-- Your objective --
Count the lines in the listing below that contain the word "nose", and reply with only that number.

-- The data --
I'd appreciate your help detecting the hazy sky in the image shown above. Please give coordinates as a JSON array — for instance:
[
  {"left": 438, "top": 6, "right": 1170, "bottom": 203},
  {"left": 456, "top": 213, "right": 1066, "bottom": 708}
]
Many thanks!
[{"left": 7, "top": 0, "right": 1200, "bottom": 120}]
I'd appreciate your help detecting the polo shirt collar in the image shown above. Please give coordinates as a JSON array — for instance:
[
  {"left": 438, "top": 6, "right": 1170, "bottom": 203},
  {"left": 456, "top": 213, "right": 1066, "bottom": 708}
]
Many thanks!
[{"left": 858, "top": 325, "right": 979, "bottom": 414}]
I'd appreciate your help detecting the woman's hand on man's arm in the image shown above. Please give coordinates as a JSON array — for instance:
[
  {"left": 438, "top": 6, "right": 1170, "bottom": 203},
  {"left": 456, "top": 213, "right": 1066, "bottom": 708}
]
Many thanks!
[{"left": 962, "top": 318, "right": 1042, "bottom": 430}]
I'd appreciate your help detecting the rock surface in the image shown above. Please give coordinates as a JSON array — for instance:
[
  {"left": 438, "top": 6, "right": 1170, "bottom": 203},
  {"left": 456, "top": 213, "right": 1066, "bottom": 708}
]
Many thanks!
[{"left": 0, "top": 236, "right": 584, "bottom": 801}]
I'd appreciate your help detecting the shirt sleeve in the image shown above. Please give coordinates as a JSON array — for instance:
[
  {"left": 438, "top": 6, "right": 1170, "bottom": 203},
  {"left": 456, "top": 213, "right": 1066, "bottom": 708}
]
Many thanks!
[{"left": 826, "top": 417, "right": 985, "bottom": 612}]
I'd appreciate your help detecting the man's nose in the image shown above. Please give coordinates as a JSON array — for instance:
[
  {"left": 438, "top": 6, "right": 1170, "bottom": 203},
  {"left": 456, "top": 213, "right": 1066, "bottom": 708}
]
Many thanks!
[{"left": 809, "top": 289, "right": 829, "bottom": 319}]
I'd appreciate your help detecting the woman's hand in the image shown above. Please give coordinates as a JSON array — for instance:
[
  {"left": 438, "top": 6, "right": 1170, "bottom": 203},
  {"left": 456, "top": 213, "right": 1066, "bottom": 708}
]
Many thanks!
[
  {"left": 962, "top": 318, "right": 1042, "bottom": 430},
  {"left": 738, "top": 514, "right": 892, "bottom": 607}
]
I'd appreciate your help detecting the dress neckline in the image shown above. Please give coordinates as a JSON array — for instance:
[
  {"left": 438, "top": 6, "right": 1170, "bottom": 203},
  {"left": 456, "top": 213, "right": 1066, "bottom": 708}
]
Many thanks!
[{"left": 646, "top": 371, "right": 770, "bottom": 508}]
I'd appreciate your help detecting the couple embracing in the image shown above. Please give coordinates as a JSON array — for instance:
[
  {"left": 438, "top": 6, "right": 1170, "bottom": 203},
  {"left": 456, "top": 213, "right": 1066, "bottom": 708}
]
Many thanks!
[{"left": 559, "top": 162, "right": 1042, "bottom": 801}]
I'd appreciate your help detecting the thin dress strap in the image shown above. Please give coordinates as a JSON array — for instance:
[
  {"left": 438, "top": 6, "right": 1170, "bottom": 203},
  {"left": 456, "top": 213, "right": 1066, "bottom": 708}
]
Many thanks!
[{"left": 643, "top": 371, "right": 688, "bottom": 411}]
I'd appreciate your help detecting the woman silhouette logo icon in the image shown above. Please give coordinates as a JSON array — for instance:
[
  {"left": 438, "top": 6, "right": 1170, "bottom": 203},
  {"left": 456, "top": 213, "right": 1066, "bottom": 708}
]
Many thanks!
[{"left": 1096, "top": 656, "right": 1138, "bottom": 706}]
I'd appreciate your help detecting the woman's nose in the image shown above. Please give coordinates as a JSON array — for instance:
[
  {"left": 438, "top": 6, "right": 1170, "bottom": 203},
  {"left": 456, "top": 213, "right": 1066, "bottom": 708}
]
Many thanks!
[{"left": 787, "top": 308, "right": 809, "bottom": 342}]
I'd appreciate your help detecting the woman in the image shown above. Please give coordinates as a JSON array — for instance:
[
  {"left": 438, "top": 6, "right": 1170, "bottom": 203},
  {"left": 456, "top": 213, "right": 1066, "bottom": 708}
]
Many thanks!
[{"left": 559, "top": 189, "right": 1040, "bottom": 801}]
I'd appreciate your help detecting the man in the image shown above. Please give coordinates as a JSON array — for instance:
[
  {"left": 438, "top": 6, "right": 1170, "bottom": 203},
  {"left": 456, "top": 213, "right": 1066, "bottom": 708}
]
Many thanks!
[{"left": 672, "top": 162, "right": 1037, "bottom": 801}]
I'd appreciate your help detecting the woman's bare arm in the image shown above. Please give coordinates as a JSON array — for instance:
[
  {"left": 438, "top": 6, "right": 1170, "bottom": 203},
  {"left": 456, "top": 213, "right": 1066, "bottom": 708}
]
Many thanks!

-- Task solution --
2